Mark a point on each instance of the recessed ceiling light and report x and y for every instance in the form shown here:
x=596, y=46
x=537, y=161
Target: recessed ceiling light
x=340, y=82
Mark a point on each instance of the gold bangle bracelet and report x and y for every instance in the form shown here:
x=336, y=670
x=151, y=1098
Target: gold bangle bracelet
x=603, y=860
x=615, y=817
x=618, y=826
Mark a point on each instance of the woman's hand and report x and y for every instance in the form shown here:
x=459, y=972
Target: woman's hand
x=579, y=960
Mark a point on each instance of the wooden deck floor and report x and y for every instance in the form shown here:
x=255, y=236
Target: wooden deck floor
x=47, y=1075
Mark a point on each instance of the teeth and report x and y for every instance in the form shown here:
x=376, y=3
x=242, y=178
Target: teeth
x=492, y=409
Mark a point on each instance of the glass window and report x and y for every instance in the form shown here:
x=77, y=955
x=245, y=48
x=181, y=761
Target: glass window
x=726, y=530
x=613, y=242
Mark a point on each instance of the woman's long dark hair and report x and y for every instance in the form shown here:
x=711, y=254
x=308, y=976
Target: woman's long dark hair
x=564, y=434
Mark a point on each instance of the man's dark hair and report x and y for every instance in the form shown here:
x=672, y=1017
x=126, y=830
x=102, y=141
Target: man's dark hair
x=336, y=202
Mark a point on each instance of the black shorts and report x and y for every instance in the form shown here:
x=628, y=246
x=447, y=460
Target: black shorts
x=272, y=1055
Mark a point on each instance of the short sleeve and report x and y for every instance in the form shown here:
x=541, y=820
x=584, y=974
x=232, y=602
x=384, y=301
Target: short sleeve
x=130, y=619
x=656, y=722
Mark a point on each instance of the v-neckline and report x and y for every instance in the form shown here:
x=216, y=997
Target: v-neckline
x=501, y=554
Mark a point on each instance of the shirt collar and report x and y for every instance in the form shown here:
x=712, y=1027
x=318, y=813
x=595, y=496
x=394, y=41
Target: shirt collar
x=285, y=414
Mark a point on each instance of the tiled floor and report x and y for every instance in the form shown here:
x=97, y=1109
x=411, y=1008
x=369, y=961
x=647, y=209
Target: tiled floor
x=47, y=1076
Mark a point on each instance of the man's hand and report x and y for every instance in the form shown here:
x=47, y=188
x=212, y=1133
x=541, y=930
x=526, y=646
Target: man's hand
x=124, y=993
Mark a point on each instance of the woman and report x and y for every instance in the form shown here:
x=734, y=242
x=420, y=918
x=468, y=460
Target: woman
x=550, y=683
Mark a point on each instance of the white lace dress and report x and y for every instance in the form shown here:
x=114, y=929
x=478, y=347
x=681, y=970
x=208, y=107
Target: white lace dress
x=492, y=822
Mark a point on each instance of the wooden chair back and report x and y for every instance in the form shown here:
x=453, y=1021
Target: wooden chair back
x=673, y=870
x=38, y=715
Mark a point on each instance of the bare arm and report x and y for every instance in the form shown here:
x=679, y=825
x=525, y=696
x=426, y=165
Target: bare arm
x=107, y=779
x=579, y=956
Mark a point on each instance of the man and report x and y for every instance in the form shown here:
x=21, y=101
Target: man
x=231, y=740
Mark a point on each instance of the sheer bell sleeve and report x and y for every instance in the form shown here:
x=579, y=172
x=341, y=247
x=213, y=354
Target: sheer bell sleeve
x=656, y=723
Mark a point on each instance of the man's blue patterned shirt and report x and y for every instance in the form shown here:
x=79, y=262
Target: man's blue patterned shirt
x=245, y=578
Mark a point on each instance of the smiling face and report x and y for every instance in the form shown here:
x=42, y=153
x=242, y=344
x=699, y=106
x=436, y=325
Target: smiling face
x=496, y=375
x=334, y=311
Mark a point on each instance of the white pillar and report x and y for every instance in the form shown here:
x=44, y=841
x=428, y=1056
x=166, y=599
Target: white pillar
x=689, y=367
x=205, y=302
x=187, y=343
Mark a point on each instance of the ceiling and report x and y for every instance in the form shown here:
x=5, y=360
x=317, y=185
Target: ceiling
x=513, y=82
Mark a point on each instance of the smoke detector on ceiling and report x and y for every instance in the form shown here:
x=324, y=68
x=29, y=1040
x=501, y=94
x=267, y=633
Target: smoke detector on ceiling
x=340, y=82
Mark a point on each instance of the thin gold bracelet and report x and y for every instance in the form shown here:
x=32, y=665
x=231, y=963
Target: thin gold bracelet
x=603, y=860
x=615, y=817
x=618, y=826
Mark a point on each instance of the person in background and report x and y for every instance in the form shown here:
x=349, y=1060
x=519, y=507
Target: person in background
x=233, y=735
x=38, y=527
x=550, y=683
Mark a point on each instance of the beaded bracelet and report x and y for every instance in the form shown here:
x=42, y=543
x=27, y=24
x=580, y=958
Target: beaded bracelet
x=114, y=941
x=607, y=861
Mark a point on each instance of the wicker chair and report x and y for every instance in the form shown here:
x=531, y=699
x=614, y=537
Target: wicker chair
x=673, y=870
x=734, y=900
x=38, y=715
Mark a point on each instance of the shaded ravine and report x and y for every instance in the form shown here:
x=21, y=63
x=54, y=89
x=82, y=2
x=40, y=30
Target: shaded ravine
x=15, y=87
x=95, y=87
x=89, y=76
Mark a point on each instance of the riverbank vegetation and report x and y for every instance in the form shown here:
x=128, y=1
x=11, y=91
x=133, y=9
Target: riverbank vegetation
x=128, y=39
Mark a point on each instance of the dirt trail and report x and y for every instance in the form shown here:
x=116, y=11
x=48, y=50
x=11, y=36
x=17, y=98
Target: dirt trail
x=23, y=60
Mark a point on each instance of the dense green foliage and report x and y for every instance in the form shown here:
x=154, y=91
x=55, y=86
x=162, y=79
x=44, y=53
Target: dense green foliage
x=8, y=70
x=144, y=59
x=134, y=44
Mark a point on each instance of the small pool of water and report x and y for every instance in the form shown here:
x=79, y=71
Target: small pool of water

====================

Recast every line of the items above as a Markdown table with the columns Row and Text, giving each line its own number and omitting any blank lines.

| Row | Text |
|---|---|
| 1 | Mark a point on each instance of the recessed ceiling light and report x and y for every instance in the form shown here: |
| 2 | x=596, y=46 |
| 3 | x=537, y=161 |
| 4 | Target: recessed ceiling light |
| 5 | x=340, y=82 |
| 6 | Mark a point on each instance of the gold bangle bracelet and report x and y for every instance in the form shown here: |
| 7 | x=336, y=670 |
| 8 | x=151, y=1098 |
| 9 | Target: gold bangle bracelet |
| 10 | x=603, y=860 |
| 11 | x=615, y=817 |
| 12 | x=618, y=826 |
| 13 | Mark a point on each instance of the woman's hand and report x and y for every instance in the form shown here: |
| 14 | x=459, y=972 |
| 15 | Target: woman's hand |
| 16 | x=579, y=960 |
| 17 | Mark a point on each instance of the wooden deck floor and report x and y for every instance in the form shown here: |
| 18 | x=255, y=236 |
| 19 | Target: wooden deck floor |
| 20 | x=47, y=1075 |
| 21 | Mark a point on each instance of the teeth and report x and y for every instance in the form shown here: |
| 22 | x=376, y=3 |
| 23 | x=242, y=178 |
| 24 | Target: teeth |
| 25 | x=492, y=409 |
| 26 | Mark a point on each instance of the glass window and report x and y for every instance in the form shown here: |
| 27 | x=77, y=955 |
| 28 | x=245, y=48 |
| 29 | x=181, y=761 |
| 30 | Target: glass window |
| 31 | x=726, y=530 |
| 32 | x=613, y=242 |
| 33 | Mark a point on each instance of the woman's long dark hair and report x and y for every instance in the form shown here: |
| 34 | x=711, y=254 |
| 35 | x=308, y=976 |
| 36 | Target: woman's long dark hair |
| 37 | x=564, y=434 |
| 38 | Mark a point on each instance of the man's dark hair and report x and y for every instance in the form shown here: |
| 39 | x=672, y=1017 |
| 40 | x=126, y=830 |
| 41 | x=102, y=141 |
| 42 | Target: man's dark hair |
| 43 | x=336, y=202 |
| 44 | Mark a point on each instance of the black shorts and report x and y for every instance in the form shown here: |
| 45 | x=628, y=246 |
| 46 | x=447, y=460 |
| 47 | Target: black shorts |
| 48 | x=272, y=1055 |
| 49 | Mark a point on each instance of the short sleeve and report x and y for every instance in the form shown here: |
| 50 | x=541, y=820 |
| 51 | x=584, y=974 |
| 52 | x=232, y=602 |
| 53 | x=384, y=301 |
| 54 | Target: short sleeve |
| 55 | x=130, y=619 |
| 56 | x=656, y=722 |
| 57 | Mark a point on each instance of the v-neckline and report x and y for every instance in the form shown here: |
| 58 | x=216, y=997 |
| 59 | Target: v-neckline |
| 60 | x=501, y=554 |
| 61 | Mark a point on each instance of the shirt collar and report x and y for every instance in the form shown here: |
| 62 | x=712, y=1027 |
| 63 | x=318, y=813 |
| 64 | x=595, y=496 |
| 65 | x=394, y=41 |
| 66 | Target: shirt collar |
| 67 | x=285, y=414 |
| 68 | Mark a point on each instance of the tiled floor and report x and y for every instance in the form shown here: |
| 69 | x=97, y=1109 |
| 70 | x=411, y=1008 |
| 71 | x=369, y=961 |
| 72 | x=647, y=209 |
| 73 | Target: tiled floor |
| 74 | x=47, y=1076 |
| 75 | Mark a point on each instance of the man's hand and report x and y for every instance in the form shown here: |
| 76 | x=47, y=188 |
| 77 | x=212, y=1133 |
| 78 | x=541, y=930 |
| 79 | x=526, y=646 |
| 80 | Target: man's hand |
| 81 | x=124, y=993 |
| 82 | Mark a point on each instance of the woman and report x and y for every instance in the form shown here: |
| 83 | x=734, y=242 |
| 84 | x=420, y=918 |
| 85 | x=468, y=460 |
| 86 | Target: woman |
| 87 | x=550, y=683 |
| 88 | Mark a point on each instance of the white lace dress and report x and y for every instance in the form shown here: |
| 89 | x=114, y=929 |
| 90 | x=478, y=347 |
| 91 | x=681, y=970 |
| 92 | x=208, y=107 |
| 93 | Target: white lace dress |
| 94 | x=492, y=822 |
| 95 | Mark a point on each instance of the wooden chair back and report x and y for every instance in the form shown here: |
| 96 | x=453, y=1021 |
| 97 | Target: wooden chair back |
| 98 | x=673, y=870 |
| 99 | x=38, y=715 |
| 100 | Mark a point on each instance of the bare arm and report x and y for every instance in the form shown here: |
| 101 | x=679, y=825 |
| 102 | x=525, y=696 |
| 103 | x=426, y=165 |
| 104 | Target: bare arm |
| 105 | x=107, y=779 |
| 106 | x=579, y=956 |
| 107 | Mark a point on each instance of the man and report x and y for every instance in the form shown here: |
| 108 | x=21, y=101 |
| 109 | Target: man |
| 110 | x=231, y=740 |
| 111 | Mark a point on each instance of the sheer bell sleeve and report x and y for every instance in the form shown here: |
| 112 | x=579, y=172 |
| 113 | x=341, y=247 |
| 114 | x=213, y=354 |
| 115 | Target: sheer bell sleeve |
| 116 | x=656, y=723 |
| 117 | Mark a point on each instance of the man's blue patterned shirt and report x and y for every instance in the form shown here: |
| 118 | x=79, y=262 |
| 119 | Target: man's blue patterned shirt |
| 120 | x=245, y=578 |
| 121 | Mark a point on each instance of the smiling face and report x and y for every instance in the form shown here: |
| 122 | x=42, y=153 |
| 123 | x=242, y=344 |
| 124 | x=699, y=106 |
| 125 | x=436, y=325 |
| 126 | Target: smiling face |
| 127 | x=496, y=375 |
| 128 | x=334, y=311 |
| 129 | Mark a point on each instance of the white pillar and report x and y for every instance in the form shown here: |
| 130 | x=44, y=841 |
| 131 | x=428, y=1056 |
| 132 | x=166, y=599 |
| 133 | Target: white pillar |
| 134 | x=689, y=367 |
| 135 | x=205, y=302 |
| 136 | x=187, y=343 |
| 137 | Mark a point on each instance of the ceiling and report x and y for every instance in the form shown here: |
| 138 | x=5, y=360 |
| 139 | x=317, y=185 |
| 140 | Target: ceiling |
| 141 | x=513, y=82 |
| 142 | Mark a point on each instance of the smoke detector on ceiling and report x and y for every instance in the form shown here: |
| 143 | x=324, y=68 |
| 144 | x=29, y=1040 |
| 145 | x=501, y=94 |
| 146 | x=267, y=633 |
| 147 | Target: smoke detector on ceiling |
| 148 | x=340, y=82 |
| 149 | Mark a point on each instance of the thin gold bracelet and report x and y for every instance in the form shown here: |
| 150 | x=32, y=665 |
| 151 | x=231, y=963 |
| 152 | Target: thin gold bracelet |
| 153 | x=603, y=860 |
| 154 | x=615, y=817 |
| 155 | x=618, y=826 |
| 156 | Mark a point on each instance of the person in background and report x and y for every instance in the form shown here: |
| 157 | x=349, y=1060 |
| 158 | x=519, y=507 |
| 159 | Target: person in background |
| 160 | x=233, y=735 |
| 161 | x=38, y=527 |
| 162 | x=550, y=683 |
| 163 | Mark a point on each instance of the beaded bracelet and report x and y for every instance in the form shown here: |
| 164 | x=42, y=543 |
| 165 | x=27, y=24 |
| 166 | x=580, y=958 |
| 167 | Target: beaded bracelet |
| 168 | x=114, y=941 |
| 169 | x=607, y=861 |
| 170 | Mark a point on each instance of the wicker chair and report x and y for every instance in the form shown here: |
| 171 | x=531, y=699 |
| 172 | x=614, y=537 |
| 173 | Target: wicker chair |
| 174 | x=673, y=870 |
| 175 | x=734, y=900 |
| 176 | x=38, y=715 |
| 177 | Mark a point on each instance of the shaded ravine and report x and y for every instance in the form shown here: |
| 178 | x=21, y=63 |
| 179 | x=54, y=89 |
| 180 | x=82, y=2 |
| 181 | x=40, y=30 |
| 182 | Target: shaded ravine |
| 183 | x=15, y=87 |
| 184 | x=95, y=87 |
| 185 | x=89, y=76 |
| 186 | Mark a point on each instance of the riverbank vegetation and report x and y for every instance in the form shown here: |
| 187 | x=128, y=1 |
| 188 | x=11, y=91 |
| 189 | x=133, y=9 |
| 190 | Target: riverbank vegetation |
| 191 | x=128, y=39 |
| 192 | Mark a point on each instance of the dirt trail and report x and y for every instance in the form shown here: |
| 193 | x=116, y=11 |
| 194 | x=48, y=50 |
| 195 | x=11, y=36 |
| 196 | x=17, y=98 |
| 197 | Target: dirt trail |
| 198 | x=23, y=60 |
| 199 | Mark a point on each instance of the dense green foliage and report x and y for every instance in the form shown here: |
| 200 | x=154, y=91 |
| 201 | x=55, y=86 |
| 202 | x=162, y=79 |
| 203 | x=44, y=53 |
| 204 | Target: dense green foliage |
| 205 | x=8, y=70 |
| 206 | x=144, y=59 |
| 207 | x=134, y=44 |
| 208 | Mark a point on each instance of the small pool of water and report x and y for every instance in the form shown here: |
| 209 | x=79, y=71 |
| 210 | Target: small pool of water |